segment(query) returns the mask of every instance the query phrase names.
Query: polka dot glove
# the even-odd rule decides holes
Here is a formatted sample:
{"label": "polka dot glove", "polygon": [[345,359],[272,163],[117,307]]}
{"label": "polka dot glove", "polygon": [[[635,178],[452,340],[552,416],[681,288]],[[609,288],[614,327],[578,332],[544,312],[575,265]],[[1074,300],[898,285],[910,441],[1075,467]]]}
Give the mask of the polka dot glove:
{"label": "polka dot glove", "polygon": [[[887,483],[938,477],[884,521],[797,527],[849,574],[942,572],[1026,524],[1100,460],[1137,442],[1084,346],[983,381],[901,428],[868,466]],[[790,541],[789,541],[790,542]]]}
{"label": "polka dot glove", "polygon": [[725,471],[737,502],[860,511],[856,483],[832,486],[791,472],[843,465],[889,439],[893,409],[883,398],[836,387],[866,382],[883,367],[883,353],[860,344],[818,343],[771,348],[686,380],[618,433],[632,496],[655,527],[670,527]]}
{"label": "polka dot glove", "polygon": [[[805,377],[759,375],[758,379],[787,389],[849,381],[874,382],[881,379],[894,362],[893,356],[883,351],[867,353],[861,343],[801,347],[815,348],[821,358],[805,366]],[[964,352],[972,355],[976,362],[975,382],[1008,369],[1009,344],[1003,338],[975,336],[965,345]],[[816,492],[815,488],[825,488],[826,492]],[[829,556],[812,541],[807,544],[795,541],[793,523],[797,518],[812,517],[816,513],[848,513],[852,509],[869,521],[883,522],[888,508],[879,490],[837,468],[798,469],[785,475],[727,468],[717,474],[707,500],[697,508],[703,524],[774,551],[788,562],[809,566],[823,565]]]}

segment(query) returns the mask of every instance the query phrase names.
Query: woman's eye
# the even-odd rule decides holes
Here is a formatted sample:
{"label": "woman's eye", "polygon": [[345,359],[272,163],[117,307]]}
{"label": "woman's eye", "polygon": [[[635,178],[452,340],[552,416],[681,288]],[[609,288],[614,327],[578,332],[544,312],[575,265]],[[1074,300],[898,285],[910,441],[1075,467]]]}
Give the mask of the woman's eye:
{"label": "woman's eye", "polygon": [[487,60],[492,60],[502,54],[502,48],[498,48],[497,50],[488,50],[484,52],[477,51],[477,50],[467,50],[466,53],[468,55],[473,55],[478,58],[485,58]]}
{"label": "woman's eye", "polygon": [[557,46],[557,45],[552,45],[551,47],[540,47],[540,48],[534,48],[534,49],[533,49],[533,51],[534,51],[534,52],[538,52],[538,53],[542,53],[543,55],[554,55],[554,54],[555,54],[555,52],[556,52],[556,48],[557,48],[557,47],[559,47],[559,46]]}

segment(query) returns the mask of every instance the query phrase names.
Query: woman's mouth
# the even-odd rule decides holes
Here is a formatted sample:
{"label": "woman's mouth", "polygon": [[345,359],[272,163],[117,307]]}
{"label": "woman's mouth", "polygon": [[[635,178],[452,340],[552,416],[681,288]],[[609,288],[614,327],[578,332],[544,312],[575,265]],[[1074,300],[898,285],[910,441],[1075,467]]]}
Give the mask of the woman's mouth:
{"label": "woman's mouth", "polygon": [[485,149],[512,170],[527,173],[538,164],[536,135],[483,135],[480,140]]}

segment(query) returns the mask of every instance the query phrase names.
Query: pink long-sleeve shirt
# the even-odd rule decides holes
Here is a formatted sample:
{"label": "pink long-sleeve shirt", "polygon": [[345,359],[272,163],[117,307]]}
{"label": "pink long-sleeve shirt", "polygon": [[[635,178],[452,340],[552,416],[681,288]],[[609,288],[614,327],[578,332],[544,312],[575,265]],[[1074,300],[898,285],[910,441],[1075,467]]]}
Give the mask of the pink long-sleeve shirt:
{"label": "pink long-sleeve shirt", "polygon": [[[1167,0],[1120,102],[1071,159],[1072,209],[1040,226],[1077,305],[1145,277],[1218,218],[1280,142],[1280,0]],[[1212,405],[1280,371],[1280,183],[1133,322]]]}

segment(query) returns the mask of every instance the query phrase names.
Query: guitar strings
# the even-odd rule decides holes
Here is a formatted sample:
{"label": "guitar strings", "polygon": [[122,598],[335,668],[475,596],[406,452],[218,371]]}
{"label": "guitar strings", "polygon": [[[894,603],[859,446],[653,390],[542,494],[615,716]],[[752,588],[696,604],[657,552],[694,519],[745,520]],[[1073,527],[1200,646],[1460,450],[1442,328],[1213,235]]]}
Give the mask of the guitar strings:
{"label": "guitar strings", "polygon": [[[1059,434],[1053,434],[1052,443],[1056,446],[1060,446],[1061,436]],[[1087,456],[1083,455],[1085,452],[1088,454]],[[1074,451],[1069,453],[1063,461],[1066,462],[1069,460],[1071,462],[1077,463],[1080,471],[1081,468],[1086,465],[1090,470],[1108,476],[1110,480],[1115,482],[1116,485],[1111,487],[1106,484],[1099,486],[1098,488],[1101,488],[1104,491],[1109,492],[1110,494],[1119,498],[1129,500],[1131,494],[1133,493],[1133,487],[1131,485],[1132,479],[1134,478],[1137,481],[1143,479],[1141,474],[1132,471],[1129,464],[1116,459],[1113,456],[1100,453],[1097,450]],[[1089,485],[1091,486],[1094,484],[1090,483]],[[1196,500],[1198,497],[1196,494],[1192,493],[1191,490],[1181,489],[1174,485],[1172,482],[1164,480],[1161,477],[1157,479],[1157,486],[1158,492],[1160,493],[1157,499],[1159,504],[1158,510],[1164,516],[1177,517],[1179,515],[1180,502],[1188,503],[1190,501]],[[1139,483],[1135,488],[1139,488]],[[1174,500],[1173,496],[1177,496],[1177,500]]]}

→ DIRECTIONS
For each record above, print an exact copy.

→ WRITTEN REPLY
segment(query) returns the mask of every instance the query phrase names.
Query: polka dot glove
# the even-odd rule decides holes
Here is a formatted sample:
{"label": "polka dot glove", "polygon": [[345,359],[272,163],[117,307]]}
{"label": "polka dot glove", "polygon": [[[635,178],[452,340],[552,416],[681,288]],[[609,288],[614,327],[578,332],[544,312],[575,265]],[[1074,300],[898,285],[910,441],[1075,467]]]}
Give the mask of the polka dot glove:
{"label": "polka dot glove", "polygon": [[[887,483],[938,477],[884,521],[797,527],[849,574],[942,572],[1026,524],[1100,460],[1137,442],[1084,346],[983,381],[901,428],[868,466]],[[790,541],[789,541],[790,542]]]}
{"label": "polka dot glove", "polygon": [[725,471],[737,502],[860,511],[856,483],[832,486],[791,472],[843,465],[889,439],[893,409],[883,398],[836,387],[866,382],[883,367],[883,353],[860,344],[818,343],[771,348],[686,380],[618,433],[632,496],[655,527],[670,527]]}
{"label": "polka dot glove", "polygon": [[[805,377],[759,375],[758,379],[787,389],[849,381],[874,382],[881,379],[894,362],[893,356],[883,351],[867,353],[861,343],[801,347],[815,348],[821,358],[805,366]],[[964,352],[972,355],[976,362],[975,382],[1008,369],[1009,344],[1003,338],[975,336],[965,345]],[[816,492],[815,488],[825,488],[826,492]],[[829,556],[812,541],[807,544],[795,541],[793,523],[797,518],[812,517],[816,513],[848,513],[852,509],[869,521],[883,522],[888,508],[879,490],[837,468],[798,469],[785,475],[727,468],[717,474],[707,500],[697,508],[703,524],[774,551],[788,562],[809,566],[823,565]]]}

segment(query) returns the mask of every instance the query phrase names.
Query: woman's eye
# the even-odd rule decides holes
Here is a formatted sample:
{"label": "woman's eye", "polygon": [[345,359],[272,163],[117,307]]}
{"label": "woman's eye", "polygon": [[[635,178],[452,340],[552,416],[681,288]],[[609,288],[614,327],[578,332],[544,312],[575,265]],[[1074,300],[898,285],[910,441],[1075,467]]]}
Give the mask of the woman's eye:
{"label": "woman's eye", "polygon": [[487,60],[492,60],[502,54],[502,48],[498,48],[497,50],[488,50],[484,52],[477,51],[477,50],[467,50],[466,53],[468,55],[473,55],[478,58],[485,58]]}
{"label": "woman's eye", "polygon": [[557,46],[557,45],[552,45],[551,47],[540,47],[540,48],[534,48],[534,49],[533,49],[533,51],[534,51],[534,52],[538,52],[538,53],[542,53],[543,55],[554,55],[554,54],[555,54],[555,52],[556,52],[556,48],[557,48],[557,47],[559,47],[559,46]]}

segment(query) returns the mask of every instance the query phrase names.
Query: woman's mouth
# the even-odd rule decides holes
Here is a formatted sample:
{"label": "woman's mouth", "polygon": [[345,359],[272,163],[117,307]]}
{"label": "woman's mouth", "polygon": [[[635,178],[452,340],[552,416],[681,288]],[[609,288],[614,327],[578,332],[544,312],[575,265]],[[1074,300],[898,285],[910,441],[1075,467]]]}
Give the mask of the woman's mouth:
{"label": "woman's mouth", "polygon": [[485,149],[512,170],[527,173],[538,164],[536,135],[483,135],[480,140]]}

segment(query) returns the mask of every instance the query phrase names.
Query: pink long-sleeve shirt
# the even-odd rule decides holes
Here is a formatted sample:
{"label": "pink long-sleeve shirt", "polygon": [[345,359],[272,163],[117,307]]}
{"label": "pink long-sleeve shirt", "polygon": [[[635,178],[452,340],[552,416],[681,288]],[[609,288],[614,327],[578,332],[544,312],[575,265]],[[1074,300],[898,285],[910,441],[1075,467]]]}
Give the mask of the pink long-sleeve shirt:
{"label": "pink long-sleeve shirt", "polygon": [[[1167,0],[1120,102],[1071,159],[1072,209],[1040,226],[1077,305],[1145,277],[1218,218],[1280,142],[1280,0]],[[1212,405],[1280,371],[1280,183],[1133,322]]]}

segment(query) returns the mask of every instance the query phrase names.
Query: guitar strings
# the even-odd rule decides holes
Here is a formatted sample:
{"label": "guitar strings", "polygon": [[122,598],[335,668],[475,596],[406,452],[218,371]]}
{"label": "guitar strings", "polygon": [[[894,603],[859,446],[653,390],[542,494],[615,716]],[[752,588],[696,604],[657,552],[694,519],[745,520]],[[1073,527],[1200,646],[1460,450],[1442,328],[1213,235]]]}
Give the mask of the guitar strings:
{"label": "guitar strings", "polygon": [[[1059,434],[1053,434],[1052,443],[1056,446],[1060,446],[1061,436]],[[1087,456],[1083,455],[1085,452],[1088,454]],[[1074,451],[1069,453],[1063,461],[1066,462],[1069,460],[1071,462],[1077,463],[1080,471],[1081,468],[1086,465],[1090,470],[1108,476],[1110,480],[1115,482],[1116,485],[1111,487],[1106,484],[1099,486],[1098,488],[1101,488],[1104,491],[1109,492],[1110,494],[1119,498],[1129,500],[1131,494],[1133,493],[1133,487],[1131,485],[1132,479],[1134,478],[1137,481],[1143,479],[1141,474],[1132,471],[1129,464],[1116,459],[1113,456],[1100,453],[1097,450]],[[1089,485],[1091,486],[1094,484],[1090,483]],[[1196,500],[1198,497],[1196,494],[1192,493],[1191,490],[1181,489],[1174,485],[1172,482],[1164,480],[1161,477],[1157,479],[1157,486],[1158,492],[1160,493],[1157,499],[1159,504],[1158,510],[1164,516],[1177,517],[1179,515],[1180,502],[1188,503],[1190,501]],[[1139,483],[1135,488],[1139,488]],[[1174,500],[1173,496],[1177,496],[1177,500]]]}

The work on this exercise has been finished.